--- Task directions ---
Set all the entries down once more, with nothing altered.

--- Available data ---
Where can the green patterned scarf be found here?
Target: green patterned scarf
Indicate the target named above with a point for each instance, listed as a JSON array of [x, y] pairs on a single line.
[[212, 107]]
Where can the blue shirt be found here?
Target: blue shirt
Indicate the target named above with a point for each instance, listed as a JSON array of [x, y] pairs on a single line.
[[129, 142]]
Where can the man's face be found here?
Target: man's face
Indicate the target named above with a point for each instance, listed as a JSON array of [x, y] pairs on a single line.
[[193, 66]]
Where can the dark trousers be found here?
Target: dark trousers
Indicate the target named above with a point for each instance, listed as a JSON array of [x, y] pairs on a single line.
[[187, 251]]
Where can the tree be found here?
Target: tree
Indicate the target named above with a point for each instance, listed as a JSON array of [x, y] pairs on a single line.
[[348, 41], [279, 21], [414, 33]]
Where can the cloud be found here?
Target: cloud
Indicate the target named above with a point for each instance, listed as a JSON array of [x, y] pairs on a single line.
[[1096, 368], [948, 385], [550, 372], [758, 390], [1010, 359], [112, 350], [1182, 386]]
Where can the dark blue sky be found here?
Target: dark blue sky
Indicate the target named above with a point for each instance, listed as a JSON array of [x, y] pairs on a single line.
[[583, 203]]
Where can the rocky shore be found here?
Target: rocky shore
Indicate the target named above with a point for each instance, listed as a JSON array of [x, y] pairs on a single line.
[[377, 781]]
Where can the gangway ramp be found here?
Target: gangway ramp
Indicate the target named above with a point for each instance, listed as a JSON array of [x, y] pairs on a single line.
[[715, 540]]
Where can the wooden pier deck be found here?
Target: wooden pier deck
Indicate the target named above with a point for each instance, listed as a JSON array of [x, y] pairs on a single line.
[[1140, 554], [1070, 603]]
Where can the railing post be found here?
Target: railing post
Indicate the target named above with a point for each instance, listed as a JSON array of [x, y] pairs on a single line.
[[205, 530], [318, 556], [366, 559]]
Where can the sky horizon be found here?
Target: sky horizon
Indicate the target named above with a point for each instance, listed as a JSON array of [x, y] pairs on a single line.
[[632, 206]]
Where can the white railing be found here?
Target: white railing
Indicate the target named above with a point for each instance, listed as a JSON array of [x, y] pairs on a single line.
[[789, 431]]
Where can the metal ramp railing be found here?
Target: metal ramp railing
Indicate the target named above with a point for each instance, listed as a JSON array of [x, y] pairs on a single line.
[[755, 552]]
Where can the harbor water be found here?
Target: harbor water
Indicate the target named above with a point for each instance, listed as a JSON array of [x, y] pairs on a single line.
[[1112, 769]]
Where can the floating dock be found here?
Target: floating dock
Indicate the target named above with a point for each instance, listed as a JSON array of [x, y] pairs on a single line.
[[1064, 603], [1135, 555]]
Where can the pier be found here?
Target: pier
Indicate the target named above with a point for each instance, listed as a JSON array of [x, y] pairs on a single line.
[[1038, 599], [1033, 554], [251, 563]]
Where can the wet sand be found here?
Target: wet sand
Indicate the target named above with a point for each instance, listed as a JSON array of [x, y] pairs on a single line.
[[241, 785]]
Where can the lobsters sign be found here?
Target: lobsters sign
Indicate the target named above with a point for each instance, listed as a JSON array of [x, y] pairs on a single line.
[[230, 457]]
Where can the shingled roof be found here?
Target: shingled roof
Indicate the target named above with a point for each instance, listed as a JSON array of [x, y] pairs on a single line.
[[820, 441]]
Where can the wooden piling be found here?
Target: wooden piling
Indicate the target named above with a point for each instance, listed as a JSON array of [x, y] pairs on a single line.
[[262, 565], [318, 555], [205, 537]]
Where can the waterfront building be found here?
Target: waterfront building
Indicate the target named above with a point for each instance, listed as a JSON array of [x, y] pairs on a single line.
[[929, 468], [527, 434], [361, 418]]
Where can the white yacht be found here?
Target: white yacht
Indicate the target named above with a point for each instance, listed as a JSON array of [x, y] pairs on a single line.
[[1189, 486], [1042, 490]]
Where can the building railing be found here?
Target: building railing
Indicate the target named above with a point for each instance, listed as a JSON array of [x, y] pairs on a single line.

--- Answer to this exercise ---
Where can the green patterned scarf be found here?
Target: green patterned scarf
Indicate the target named above with a point for each instance, listed as a JSON array of [x, y] pairs on a single line.
[[212, 107]]
Where can the blue shirt be found here?
Target: blue shirt
Indicate the target named above with a point for each instance, listed as a JSON array of [x, y] pairs on a single line.
[[129, 142]]
Where can the man's face be found here?
Target: man's face
Indicate the target named above with a point for each instance, listed as a JSON array of [x, y] pairs on a single line.
[[193, 66]]
Where can the dark trousers be found here?
Target: dark trousers
Indicate the target named above with a point for each instance, listed as a JSON array of [x, y] pairs on a single line.
[[187, 251]]
Where can the tree be found here?
Target: tree
Indicate the target named above with a point for each instance, listed as a JSON array of [x, y] pairs on a single line.
[[348, 41], [279, 21], [414, 33]]
Where can the cloud be found here?
Target: cloud
Indicate the target named above with a point for each instance, listed as a JSON array of [x, y] pairs on a single line.
[[1096, 368], [948, 385], [550, 372], [758, 390], [1010, 359], [112, 350], [1182, 386]]
Where can the dark blue sky be found here?
Target: dark blue sky
Indicate the target named above with a point for each instance, listed as a JSON array of [x, y] pairs on a single line.
[[583, 203]]
Where can the rocky shore be found here?
Target: rocky shore
Indicate the target named above with a point for each instance, listed as a JSON array of [x, y] pairs on a single line.
[[377, 781]]
Where can the gangway ramp be found here?
Target: gangway ramp
Indicate the target named above with a point for each instance, listed as a JSON array of [x, y] pairs on a single line.
[[715, 540]]
Where can the wooden pier deck be found here?
Target: wooden pier deck
Indicate the target named above with a point for each instance, listed as a JSON array of [x, y] pairs on a single line.
[[1140, 554], [1070, 603]]
Where can the railing post be found here?
Target: railing post
Indicate the target named above with a point for each instance, listed as a JSON array of [x, y] pairs on a single line.
[[205, 530], [318, 556], [366, 559]]
Where can the sky horizon be found here?
Target: sky horizon
Indicate the target named above with a point for each instance, listed as a JSON array of [x, y] pairs on a single line.
[[632, 206]]
Where can the white railing be found here?
Target: white railing
Indicate the target named above with a point for each instance, listed as a JSON array of [x, y] pairs on a single line.
[[789, 431]]
Where can the metal ramp railing be found here?
Target: metal ramp railing
Indicate the target named above with a point for each instance, listed as a JSON array of [x, y] pairs on a single line.
[[755, 552]]
Where can the harbor water be found here?
Target: harbor water
Indicate the target named above with a point for each instance, listed as a JSON array of [x, y] pairs on a single line.
[[1112, 769]]
Where can the floating dock be found here?
Target: floating dock
Indicate the target named above with a point for each instance, listed as a JSON array of [x, y] pairs on a single line.
[[1064, 603], [1135, 555]]
Where can the pier be found here?
Target: pier
Indicate the target named above with a point for each instance, listed as a JSON array of [x, y] pairs on a single line.
[[1038, 599], [1033, 554], [251, 563]]
Where can the wet sand be found here?
Target: wet sand
Indicate the target named above with a point for each instance, listed as a JSON array of [x, y] pairs on a single line.
[[241, 785]]
Where can the lobsters sign be found here?
Target: lobsters sign
Indicate the target named above with a point for each instance, listed as a JSON array of [x, y] pairs on a single line.
[[230, 457]]
Where can the shingled roof be found here?
Target: shingled roof
Indicate the target named above with a point for each instance, listed as a JSON array of [x, y] pairs on a single line.
[[820, 441]]
Where can the wooden piling be found here?
Target: wooden piling
Indicate the target named above with a point for each instance, listed as a JSON array of [x, y] pairs on a single line.
[[262, 565], [318, 555], [205, 537]]
Where can the waterfront building be found here?
Target: waterfront building
Indicate the target named above with a point for each instance, listed as a JSON array of [x, y] pairs on a single line.
[[929, 468], [527, 434], [361, 418]]
Where can the white yacht be found here?
Target: white yacht
Indicate the target named above with a point for each instance, listed as a JSON array of [x, y] pairs on a single line.
[[1189, 486], [1042, 490]]
Where can the building railing be found here?
Target: building railing
Indicate the target named above with a point for each instance, listed as a JSON array of [x, y] pairs on a single line.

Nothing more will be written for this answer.